------ Data extracts ------
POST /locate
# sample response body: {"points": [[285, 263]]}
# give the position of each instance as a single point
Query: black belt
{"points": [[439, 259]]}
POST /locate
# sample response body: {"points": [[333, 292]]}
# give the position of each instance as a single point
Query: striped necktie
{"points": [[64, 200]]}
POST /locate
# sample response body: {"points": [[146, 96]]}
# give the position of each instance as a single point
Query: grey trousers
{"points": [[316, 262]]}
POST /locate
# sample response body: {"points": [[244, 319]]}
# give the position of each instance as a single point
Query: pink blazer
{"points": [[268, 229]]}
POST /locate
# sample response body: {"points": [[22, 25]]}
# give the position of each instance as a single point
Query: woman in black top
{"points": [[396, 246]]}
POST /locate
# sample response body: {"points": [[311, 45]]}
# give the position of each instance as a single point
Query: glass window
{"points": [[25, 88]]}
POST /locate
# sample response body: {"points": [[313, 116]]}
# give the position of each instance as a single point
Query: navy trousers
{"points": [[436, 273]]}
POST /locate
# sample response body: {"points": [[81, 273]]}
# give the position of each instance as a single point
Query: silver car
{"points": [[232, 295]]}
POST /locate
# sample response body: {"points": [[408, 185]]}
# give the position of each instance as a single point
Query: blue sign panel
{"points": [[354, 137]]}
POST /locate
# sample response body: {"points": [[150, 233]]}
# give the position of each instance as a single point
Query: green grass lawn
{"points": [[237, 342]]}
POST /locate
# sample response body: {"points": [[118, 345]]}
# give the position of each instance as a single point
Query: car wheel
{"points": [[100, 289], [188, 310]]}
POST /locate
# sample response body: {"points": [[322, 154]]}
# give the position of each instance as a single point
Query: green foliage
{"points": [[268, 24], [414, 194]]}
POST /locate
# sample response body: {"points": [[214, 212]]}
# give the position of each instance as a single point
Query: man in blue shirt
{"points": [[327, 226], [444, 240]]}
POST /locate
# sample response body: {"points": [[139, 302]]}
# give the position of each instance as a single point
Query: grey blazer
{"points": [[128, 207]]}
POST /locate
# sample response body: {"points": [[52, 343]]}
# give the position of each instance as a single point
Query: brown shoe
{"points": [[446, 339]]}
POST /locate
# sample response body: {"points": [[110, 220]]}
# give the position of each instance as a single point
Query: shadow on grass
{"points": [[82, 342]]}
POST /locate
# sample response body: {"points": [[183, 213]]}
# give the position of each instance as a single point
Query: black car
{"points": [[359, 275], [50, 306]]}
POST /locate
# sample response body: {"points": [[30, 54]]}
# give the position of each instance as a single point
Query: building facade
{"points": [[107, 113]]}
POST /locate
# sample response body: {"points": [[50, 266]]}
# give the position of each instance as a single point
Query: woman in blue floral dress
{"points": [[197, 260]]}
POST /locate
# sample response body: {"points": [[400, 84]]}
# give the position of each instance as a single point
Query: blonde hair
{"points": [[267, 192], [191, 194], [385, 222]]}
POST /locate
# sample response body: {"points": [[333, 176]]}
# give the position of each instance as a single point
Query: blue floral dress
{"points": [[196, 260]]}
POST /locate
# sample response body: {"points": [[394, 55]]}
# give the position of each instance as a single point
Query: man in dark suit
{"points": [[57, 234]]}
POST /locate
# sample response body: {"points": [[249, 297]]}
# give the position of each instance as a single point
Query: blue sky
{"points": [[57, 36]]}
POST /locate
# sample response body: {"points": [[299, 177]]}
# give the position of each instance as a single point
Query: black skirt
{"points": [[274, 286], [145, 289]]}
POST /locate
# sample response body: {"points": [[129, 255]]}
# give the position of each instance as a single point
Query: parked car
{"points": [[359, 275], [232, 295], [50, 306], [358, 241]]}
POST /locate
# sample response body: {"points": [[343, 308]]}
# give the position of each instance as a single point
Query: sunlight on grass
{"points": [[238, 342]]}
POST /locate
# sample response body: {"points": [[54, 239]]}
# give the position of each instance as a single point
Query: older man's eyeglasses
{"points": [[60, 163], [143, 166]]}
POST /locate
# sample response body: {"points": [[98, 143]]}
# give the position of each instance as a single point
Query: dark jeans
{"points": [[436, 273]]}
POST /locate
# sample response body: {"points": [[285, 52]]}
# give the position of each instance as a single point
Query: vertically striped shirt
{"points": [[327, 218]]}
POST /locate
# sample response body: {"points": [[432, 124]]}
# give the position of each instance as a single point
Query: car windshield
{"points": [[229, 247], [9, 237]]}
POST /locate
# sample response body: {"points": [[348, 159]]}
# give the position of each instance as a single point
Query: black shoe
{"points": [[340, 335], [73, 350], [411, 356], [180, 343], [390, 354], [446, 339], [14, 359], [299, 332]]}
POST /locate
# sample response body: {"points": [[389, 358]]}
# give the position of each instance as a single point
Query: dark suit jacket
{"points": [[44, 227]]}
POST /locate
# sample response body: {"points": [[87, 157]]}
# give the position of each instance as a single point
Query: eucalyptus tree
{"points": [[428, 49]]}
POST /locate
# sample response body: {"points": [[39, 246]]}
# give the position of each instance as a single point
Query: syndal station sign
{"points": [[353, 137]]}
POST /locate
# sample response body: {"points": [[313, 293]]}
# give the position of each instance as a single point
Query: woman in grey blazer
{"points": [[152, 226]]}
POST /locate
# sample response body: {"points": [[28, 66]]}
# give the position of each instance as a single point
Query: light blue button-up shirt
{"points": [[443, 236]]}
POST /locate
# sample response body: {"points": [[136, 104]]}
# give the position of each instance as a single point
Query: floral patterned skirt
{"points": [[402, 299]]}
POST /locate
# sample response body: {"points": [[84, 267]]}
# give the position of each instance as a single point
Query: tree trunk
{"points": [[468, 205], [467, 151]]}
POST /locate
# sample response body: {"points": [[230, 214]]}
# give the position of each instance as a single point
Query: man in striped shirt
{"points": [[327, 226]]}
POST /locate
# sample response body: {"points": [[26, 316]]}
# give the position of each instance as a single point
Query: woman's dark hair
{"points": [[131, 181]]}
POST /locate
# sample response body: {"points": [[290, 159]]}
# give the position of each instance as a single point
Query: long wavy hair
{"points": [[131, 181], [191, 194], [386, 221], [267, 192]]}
------
**Work to complete**
Transcribe all of the data above, character for character.

**Completed exercise**
POST /locate
# sample response body: {"points": [[285, 263]]}
# give the position of each instance as a single point
Query: black belt
{"points": [[439, 259]]}
POST /locate
# sample response body: {"points": [[333, 292]]}
# give the position of each instance as a single point
Query: striped necktie
{"points": [[64, 200]]}
POST /locate
# sample response body: {"points": [[146, 96]]}
# give the position of each instance as a single point
Query: grey trousers
{"points": [[316, 262]]}
POST /locate
# sample response body: {"points": [[244, 319]]}
# give the position of each instance as a single point
Query: pink blazer
{"points": [[268, 229]]}
POST /locate
# sample response body: {"points": [[22, 25]]}
# give the position of each instance as a single point
Query: woman in black top
{"points": [[396, 246]]}
POST /locate
# sample response body: {"points": [[311, 45]]}
# give the position of each instance as a single point
Query: glass window
{"points": [[25, 88]]}
POST /locate
# sample response body: {"points": [[313, 116]]}
# give the position of each instance as a single point
Query: navy trousers
{"points": [[436, 273]]}
POST /locate
# sample response body: {"points": [[81, 273]]}
# give the position of each instance as a single point
Query: silver car
{"points": [[232, 295]]}
POST /locate
# sample response body: {"points": [[408, 185]]}
# give the position of each instance as a single point
Query: blue sign panel
{"points": [[354, 137]]}
POST /locate
# sample response body: {"points": [[150, 233]]}
# give the position of each instance as a single point
Query: green grass lawn
{"points": [[237, 342]]}
POST /locate
# sample response body: {"points": [[118, 345]]}
# give the position of each instance as a single point
Query: car wheel
{"points": [[100, 289], [188, 310]]}
POST /locate
# sample response body: {"points": [[322, 154]]}
# give the position of each instance as a single point
Query: green foliage
{"points": [[268, 24], [414, 194]]}
POST /locate
# sample response body: {"points": [[214, 212]]}
# give the position of each instance as a single point
Query: man in blue shirt
{"points": [[327, 226], [444, 240]]}
POST /locate
# sample response body: {"points": [[139, 302]]}
# give the position of each instance as a single point
Query: grey blazer
{"points": [[128, 207]]}
POST /locate
# sample response body: {"points": [[52, 343]]}
# give the position of each instance as a single point
Query: brown shoe
{"points": [[446, 339]]}
POST /locate
# sample response body: {"points": [[110, 220]]}
# give the position of each instance as a single point
Query: shadow on grass
{"points": [[82, 342]]}
POST /locate
# sample response body: {"points": [[183, 213]]}
# give the position of each instance as a single point
Query: black car
{"points": [[359, 275], [50, 306]]}
POST /locate
# sample response body: {"points": [[30, 54]]}
# give the position of each instance as a single point
Query: building facade
{"points": [[107, 113]]}
POST /locate
# sample response body: {"points": [[50, 266]]}
# give the position of each instance as a single point
Query: woman in blue floral dress
{"points": [[197, 260]]}
POST /locate
# sample response body: {"points": [[400, 84]]}
# give the position of each instance as a single point
Query: blonde hair
{"points": [[267, 192], [191, 194], [385, 222]]}
POST /locate
# sample response body: {"points": [[333, 176]]}
# give the position of each instance as a single point
Query: blue floral dress
{"points": [[196, 260]]}
POST /locate
# sample response body: {"points": [[394, 55]]}
# give the position of each instance as a single point
Query: man in dark suit
{"points": [[57, 234]]}
POST /locate
# sample response body: {"points": [[249, 297]]}
# give the position of each instance as a single point
Query: blue sky
{"points": [[57, 36]]}
POST /locate
# sample response body: {"points": [[299, 177]]}
# give the position of each instance as a single point
Query: black skirt
{"points": [[274, 286], [145, 289]]}
POST /locate
# sample response body: {"points": [[129, 255]]}
# give the position of each instance as a single point
Query: parked car
{"points": [[359, 275], [232, 295], [50, 306], [358, 241]]}
POST /locate
# sample response body: {"points": [[343, 308]]}
# give the position of each instance as a single point
Query: sunlight on grass
{"points": [[238, 342]]}
POST /locate
# sample response body: {"points": [[54, 239]]}
# give the position of each instance as a single point
Query: older man's eyeglasses
{"points": [[60, 163], [143, 166]]}
POST /locate
# sample response body: {"points": [[98, 143]]}
# give the position of each instance as a single point
Query: dark jeans
{"points": [[436, 273]]}
POST /locate
# sample response body: {"points": [[285, 52]]}
# give the position of each instance as a single point
Query: vertically striped shirt
{"points": [[327, 218]]}
POST /locate
# sample response body: {"points": [[432, 124]]}
# give the position of each instance as a single point
Query: car windshield
{"points": [[229, 247], [9, 237]]}
POST /locate
# sample response body: {"points": [[348, 159]]}
# give the position of each instance as a single point
Query: black shoe
{"points": [[340, 335], [73, 350], [411, 356], [180, 343], [390, 354], [446, 339], [14, 359], [299, 332]]}
POST /locate
# sample response body: {"points": [[389, 358]]}
# give the position of each instance as a single point
Query: dark suit jacket
{"points": [[44, 227]]}
POST /locate
# sample response body: {"points": [[87, 157]]}
# give the position of each instance as a single point
Query: eucalyptus tree
{"points": [[428, 49]]}
POST /locate
# sample response body: {"points": [[39, 246]]}
# give the position of each instance as a single point
Query: syndal station sign
{"points": [[353, 137]]}
POST /locate
# sample response body: {"points": [[313, 293]]}
# give the position of each instance as a single point
Query: woman in grey blazer
{"points": [[152, 226]]}
POST /locate
# sample response body: {"points": [[28, 66]]}
# give the position of each instance as a single point
Query: light blue button-up shirt
{"points": [[443, 236]]}
POST /locate
# sample response body: {"points": [[136, 104]]}
# give the position of each instance as a single point
Query: floral patterned skirt
{"points": [[402, 299]]}
POST /locate
# sample response body: {"points": [[84, 267]]}
# give the position of each instance as a single point
Query: tree trunk
{"points": [[468, 205], [467, 151]]}
POST /locate
# sample response body: {"points": [[230, 214]]}
# give the position of each instance as a single point
Query: man in striped shirt
{"points": [[327, 226]]}
POST /locate
# sample response body: {"points": [[26, 316]]}
# give the position of each instance as a single point
Query: woman's dark hair
{"points": [[131, 181]]}
POST /locate
# sample response body: {"points": [[290, 159]]}
# give the position of each instance as a single point
Query: long wavy hair
{"points": [[131, 181], [191, 194], [386, 221], [267, 192]]}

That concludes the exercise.